Rewrite all of the items below, replacing the word "instance" with "occurrence" and leaving everything else unchanged. Omit the pictures from your rewritten version.

**** Items ****

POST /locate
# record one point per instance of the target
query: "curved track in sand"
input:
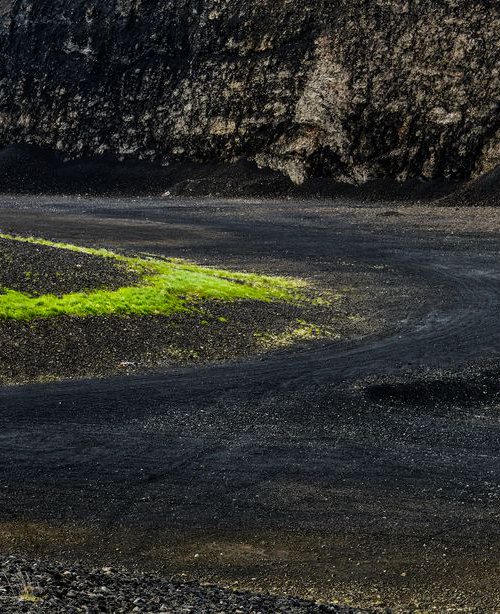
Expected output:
(307, 472)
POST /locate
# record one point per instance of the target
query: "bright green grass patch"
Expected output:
(304, 331)
(167, 286)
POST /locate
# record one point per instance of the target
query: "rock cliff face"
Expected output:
(347, 89)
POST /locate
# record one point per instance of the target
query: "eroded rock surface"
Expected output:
(334, 88)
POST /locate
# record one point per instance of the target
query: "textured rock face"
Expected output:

****

## Correct output
POST /locate
# record one point per occurrence of the target
query: "curved track in sand"
input:
Expected output:
(307, 472)
POST /locate
# record one point per occurrence of the target
query: "bright green grass patch"
Expected output:
(304, 331)
(167, 286)
POST /locate
# record one point per occurrence of the target
query: "rock cliff face"
Expected output:
(347, 89)
POST /locate
# record one point per occurrence of the target
query: "eroded rock surface"
Expected output:
(334, 88)
POST /locate
# record one point per occurrence of the target
query: "textured rock face"
Expected output:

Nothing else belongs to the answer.